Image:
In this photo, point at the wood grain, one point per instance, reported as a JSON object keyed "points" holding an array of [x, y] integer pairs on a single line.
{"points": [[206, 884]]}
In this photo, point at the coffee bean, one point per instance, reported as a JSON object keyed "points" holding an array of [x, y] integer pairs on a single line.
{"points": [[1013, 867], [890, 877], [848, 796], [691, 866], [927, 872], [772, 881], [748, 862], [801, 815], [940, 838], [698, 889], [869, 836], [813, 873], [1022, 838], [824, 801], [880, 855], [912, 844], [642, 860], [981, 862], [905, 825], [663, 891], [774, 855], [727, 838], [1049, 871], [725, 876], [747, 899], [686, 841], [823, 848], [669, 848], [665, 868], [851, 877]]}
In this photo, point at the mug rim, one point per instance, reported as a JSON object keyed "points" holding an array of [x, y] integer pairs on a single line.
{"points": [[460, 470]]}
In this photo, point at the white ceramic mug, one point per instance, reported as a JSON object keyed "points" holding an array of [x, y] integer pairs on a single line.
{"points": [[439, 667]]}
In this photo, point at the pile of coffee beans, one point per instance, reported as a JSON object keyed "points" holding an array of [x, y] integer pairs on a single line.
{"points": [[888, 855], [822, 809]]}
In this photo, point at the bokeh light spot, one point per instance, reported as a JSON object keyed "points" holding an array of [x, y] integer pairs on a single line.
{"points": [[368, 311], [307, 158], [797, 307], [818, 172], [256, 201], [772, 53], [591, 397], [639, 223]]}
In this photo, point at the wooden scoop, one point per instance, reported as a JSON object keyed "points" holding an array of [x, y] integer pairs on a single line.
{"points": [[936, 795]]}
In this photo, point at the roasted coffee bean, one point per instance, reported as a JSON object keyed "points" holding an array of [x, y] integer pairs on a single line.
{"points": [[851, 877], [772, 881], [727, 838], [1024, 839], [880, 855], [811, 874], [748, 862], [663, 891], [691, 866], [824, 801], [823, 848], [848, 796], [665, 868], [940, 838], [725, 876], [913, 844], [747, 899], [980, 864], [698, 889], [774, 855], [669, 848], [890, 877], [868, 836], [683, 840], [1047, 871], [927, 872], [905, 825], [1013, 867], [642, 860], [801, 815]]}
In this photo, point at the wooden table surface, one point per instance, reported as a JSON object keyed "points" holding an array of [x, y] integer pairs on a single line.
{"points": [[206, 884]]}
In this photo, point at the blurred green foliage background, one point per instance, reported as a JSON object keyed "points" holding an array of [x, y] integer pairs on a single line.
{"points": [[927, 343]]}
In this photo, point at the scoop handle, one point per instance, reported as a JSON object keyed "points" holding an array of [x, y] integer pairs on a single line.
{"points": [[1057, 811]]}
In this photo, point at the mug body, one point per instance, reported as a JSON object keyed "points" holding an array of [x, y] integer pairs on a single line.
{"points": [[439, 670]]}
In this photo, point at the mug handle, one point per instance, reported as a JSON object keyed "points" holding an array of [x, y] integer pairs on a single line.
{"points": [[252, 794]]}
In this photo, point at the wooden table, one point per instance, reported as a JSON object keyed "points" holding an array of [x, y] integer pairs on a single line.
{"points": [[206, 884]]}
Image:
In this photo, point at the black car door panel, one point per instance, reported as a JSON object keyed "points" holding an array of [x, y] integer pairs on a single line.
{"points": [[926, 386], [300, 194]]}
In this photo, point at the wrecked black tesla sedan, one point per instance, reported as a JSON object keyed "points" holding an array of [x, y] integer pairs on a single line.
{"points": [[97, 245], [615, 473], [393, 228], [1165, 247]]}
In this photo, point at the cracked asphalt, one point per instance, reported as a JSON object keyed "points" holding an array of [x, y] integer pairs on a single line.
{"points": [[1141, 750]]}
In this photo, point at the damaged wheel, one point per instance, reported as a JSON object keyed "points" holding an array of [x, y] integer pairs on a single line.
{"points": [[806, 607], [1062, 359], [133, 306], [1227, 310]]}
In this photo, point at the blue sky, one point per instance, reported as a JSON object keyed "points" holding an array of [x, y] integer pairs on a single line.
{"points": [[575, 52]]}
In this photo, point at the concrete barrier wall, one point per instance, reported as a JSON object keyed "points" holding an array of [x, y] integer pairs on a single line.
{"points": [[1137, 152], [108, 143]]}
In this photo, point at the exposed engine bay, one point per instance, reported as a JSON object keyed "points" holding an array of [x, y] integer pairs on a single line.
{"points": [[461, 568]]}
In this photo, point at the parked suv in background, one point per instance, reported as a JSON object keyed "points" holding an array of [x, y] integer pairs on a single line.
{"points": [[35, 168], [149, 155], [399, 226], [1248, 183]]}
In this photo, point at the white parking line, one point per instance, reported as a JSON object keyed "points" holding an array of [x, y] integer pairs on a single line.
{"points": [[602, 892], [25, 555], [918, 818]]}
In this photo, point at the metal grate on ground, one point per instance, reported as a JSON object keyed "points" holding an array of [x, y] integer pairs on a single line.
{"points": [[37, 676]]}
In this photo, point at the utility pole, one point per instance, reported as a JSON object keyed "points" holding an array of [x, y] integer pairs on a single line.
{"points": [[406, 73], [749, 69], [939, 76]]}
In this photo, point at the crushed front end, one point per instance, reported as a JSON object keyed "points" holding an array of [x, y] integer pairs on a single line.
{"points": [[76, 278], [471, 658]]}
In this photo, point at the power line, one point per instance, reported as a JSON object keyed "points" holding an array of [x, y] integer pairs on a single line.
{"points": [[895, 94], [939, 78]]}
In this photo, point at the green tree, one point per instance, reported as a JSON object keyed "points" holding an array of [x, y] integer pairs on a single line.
###
→ **The request**:
Reproduce every line of the material above verbatim, with no changes.

→ **Solution**:
Image:
In this photo, point at the wood grain, one point per instance, reported as a JSON object keyed "points" holding an array of [x, y] integer pairs on a single line.
{"points": [[206, 884]]}
In this photo, point at the coffee bean, one point per instance, reported as a JSON object keyed "points" holding an array of [x, y] integer pairs on a single line.
{"points": [[1013, 867], [890, 877], [848, 796], [691, 866], [927, 872], [772, 881], [748, 862], [801, 815], [940, 838], [698, 889], [869, 836], [813, 873], [1022, 838], [824, 801], [880, 855], [912, 844], [642, 860], [981, 862], [905, 825], [663, 891], [774, 855], [727, 838], [1049, 871], [725, 876], [747, 899], [686, 841], [823, 848], [669, 848], [665, 868], [851, 877]]}
In this photo, point at the mug rim, one point per instance, reported as a JSON object keyed "points" holding an array of [x, y] integer pairs on a single line.
{"points": [[460, 470]]}
In this photo, point at the white ceramic mug, one point per instance, reported as a JSON object keyed "points" holding an array of [x, y] integer pairs on a single line.
{"points": [[439, 667]]}
In this photo, point at the pile of coffee beans, one point per instance, reported as a JSON object keyed "points" holding an array of [x, y] integer pairs on a single line.
{"points": [[888, 855], [822, 809]]}
In this photo, point at the bokeh light spot, one point per instance, reported as a JSON object keyed "points" holding an array of [x, y] integer pairs on a single line.
{"points": [[368, 311], [307, 158], [797, 307], [818, 172], [256, 201], [772, 53], [591, 397], [639, 223]]}
In this photo, point at the wooden scoop, one point per instance, reported as a JSON object keyed "points" holding an array of [x, y] integer pairs on a single line.
{"points": [[936, 795]]}
In this photo, point at the roasted coffee bean, one point per instance, reported as a JSON object keyed "points" holding an array of [x, y] integer pairs on a single line.
{"points": [[851, 877], [772, 881], [727, 838], [1024, 839], [880, 855], [811, 874], [748, 862], [663, 891], [691, 866], [824, 801], [823, 848], [848, 796], [665, 868], [940, 838], [725, 876], [913, 844], [747, 899], [980, 864], [698, 889], [774, 855], [669, 848], [890, 877], [868, 836], [683, 840], [1047, 871], [927, 872], [905, 825], [1013, 867], [642, 860], [801, 815]]}
In this photo, point at the wooden table surface, one point per instance, reported as a JSON object keyed "points" holding an array of [x, y] integer pairs on a single line.
{"points": [[206, 884]]}
In this photo, point at the blurred green foliage background, one point per instance, reported as a JSON object keyed "points" holding an array of [x, y] integer pairs on a single line.
{"points": [[927, 343]]}
In this photo, point at the scoop handle, one point per instance, reported as a JSON object keyed "points" holding an array of [x, y] integer pairs on a single line.
{"points": [[1057, 811]]}
In this photo, point at the mug body, one point per instance, reported as a JSON object keyed "points" holding an array of [x, y] integer pairs on a single line.
{"points": [[439, 670]]}
In this photo, point at the mug handle, one point per instance, reported as a JSON object keyed "points" holding an array of [x, y] integer pairs on a single line.
{"points": [[252, 794]]}
In this photo, point at the wooden table, one point per instance, reported as a JSON object keyed "points" holding an array of [x, y] integer pairs on a single line.
{"points": [[206, 884]]}
Image:
In this photo, point at the black car door panel, one point per instance, reported as a JSON object keyed "points" holding an array of [x, y] integer pairs on a single line.
{"points": [[926, 386], [300, 194]]}
In this photo, point at the wrecked black tesla sedan, one point per instance, reported as a JSON object keyed "points" holding an array of [x, y] integer pairs on a single line.
{"points": [[97, 245], [615, 473], [393, 228], [1165, 247]]}
In this photo, point at the cracked asphalt, one point per instance, reported as a JSON object keyed "points" holding an array of [x, y] integer pairs on a single line.
{"points": [[1141, 750]]}
In this photo, point at the damaged wheel, one point per instance, reported as a JSON object keyed "points" holding an array of [x, y] integer pairs on a single line.
{"points": [[806, 607], [1062, 359], [133, 306], [1227, 310]]}
In this photo, point at the blue sky, one point per instance, reported as a JSON object keyed "points" holding an array of [x, y] integer pairs on a single line.
{"points": [[575, 52]]}
In this photo, point at the concrete barrier wall, one point per instance, reported as a JSON object keyed "points" holding an array of [x, y] integer pairs on a single line.
{"points": [[1137, 152], [108, 143]]}
In this photo, point at the exposed engine bay, one point per instance, reported as a JSON object keyed "points" holding an array of [x, y] integer pairs on a single line.
{"points": [[461, 568]]}
In this photo, point at the parked suv in background, one point per instance, reported as a JSON object keyed "points" holding an array of [x, y] integer pairs on a single line.
{"points": [[35, 168], [149, 155], [399, 226], [1248, 183]]}
In this photo, point at the white parking line, one point per instance, reported as a JSON object keyed "points" holding an array of [x, y] integer pairs on a single line.
{"points": [[602, 892], [25, 555], [918, 818]]}
In this photo, point at the metal grate on ground, one point per instance, reported as a JSON object keyed "points" holding an array of [x, y] integer pairs on a single line.
{"points": [[37, 676]]}
In this photo, point at the utility pole, one point per instance, reported as a JSON object keyed "points" holding an array of [x, y] integer pairs on a single line.
{"points": [[406, 73], [749, 69], [939, 76]]}
In this photo, point at the crushed front end, one point per instance, reported as a JSON object keyed "points" holding an array of [x, y] integer pairs on a single line.
{"points": [[76, 278], [471, 658]]}
In this photo, point at the power line, one point per instance, reported as a JSON object keyed "points" holding an array of [x, y] integer pairs on a single line.
{"points": [[895, 94], [939, 78]]}
In this photo, point at the green tree, one point per instance, reported as a JSON object keyed "points" holding an array of [x, y] integer pairs on a single line.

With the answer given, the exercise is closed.